(Data excerpted from a collection)
*-*-*
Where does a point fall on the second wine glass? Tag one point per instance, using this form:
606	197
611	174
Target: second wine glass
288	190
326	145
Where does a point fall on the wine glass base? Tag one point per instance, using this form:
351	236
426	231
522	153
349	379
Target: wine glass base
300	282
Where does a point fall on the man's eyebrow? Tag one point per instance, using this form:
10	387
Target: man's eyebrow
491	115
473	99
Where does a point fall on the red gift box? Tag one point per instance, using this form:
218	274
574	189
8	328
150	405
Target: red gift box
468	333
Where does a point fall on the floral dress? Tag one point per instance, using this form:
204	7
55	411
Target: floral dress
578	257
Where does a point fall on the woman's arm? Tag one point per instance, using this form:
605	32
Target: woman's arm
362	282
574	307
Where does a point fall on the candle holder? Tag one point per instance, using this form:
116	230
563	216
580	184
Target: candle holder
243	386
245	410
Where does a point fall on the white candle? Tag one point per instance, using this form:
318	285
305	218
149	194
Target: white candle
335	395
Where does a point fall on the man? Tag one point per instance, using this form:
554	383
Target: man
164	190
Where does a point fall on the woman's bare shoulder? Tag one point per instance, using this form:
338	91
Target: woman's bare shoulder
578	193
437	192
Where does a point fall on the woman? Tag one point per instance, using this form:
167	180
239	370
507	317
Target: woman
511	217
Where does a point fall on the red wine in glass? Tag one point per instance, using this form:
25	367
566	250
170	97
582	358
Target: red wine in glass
*-*-*
WRITTEN REQUEST: Render every line of the data above as a numbered list, omitting any blank lines.

SOLUTION:
1. Where does a point fall on the second wine glass? Tag one point per instance, using this form:
2. 606	197
3. 611	174
4. Target: second wine glass
5. 288	190
6. 326	145
7. Where does a point fall on the wine glass base? Tag one point per instance, using this form:
8. 351	236
9. 426	231
10. 522	153
11. 349	379
12. Target: wine glass base
13. 300	282
14. Where does a point fall on the man's eyebrow? Tag one point per instance, using this form:
15. 10	387
16. Target: man's eyebrow
17. 491	115
18. 473	99
19. Where does a point fall on the red gift box? Tag one point per instance, using this form:
20. 218	274
21. 574	189
22. 8	328
23. 150	405
24. Target: red gift box
25. 468	333
26. Where does a point fall on the floral dress? Tag one point per instance, using this form:
27. 204	7
28. 55	411
29. Target: floral dress
30. 578	257
31. Where does a point fall on the woman's arm? Tag one point per instance, using this form:
32. 605	32
33. Target: woman's arm
34. 362	282
35. 574	307
36. Where does a point fall on the candle holder? Tag one point per instance, using this form:
37. 116	230
38. 563	216
39. 580	184
40. Target: candle holder
41. 243	386
42. 245	410
43. Where does a point fall on the white candle? Tag one point per instance, using this form:
44. 318	285
45. 305	218
46. 149	194
47. Target: white candle
48. 335	395
49. Where does a point fall on the man? Tag one point per instance, using this form:
50. 554	383
51. Target: man
52. 164	190
53. Where does a point fall on the woman's bare shoulder? Tag one point per instance, using this form:
54. 338	91
55. Target: woman's bare shoulder
56. 578	193
57. 437	192
58. Where does a point fall on the woman? Tag one point per instance, using this form:
59. 167	180
60. 239	370
61. 507	317
62. Target: woman
63. 511	217
64. Where does a point fall on the red wine in glass? Tag one point per instance, using this form:
65. 25	367
66. 566	250
67. 170	97
68. 582	358
69. Target: red wine in glass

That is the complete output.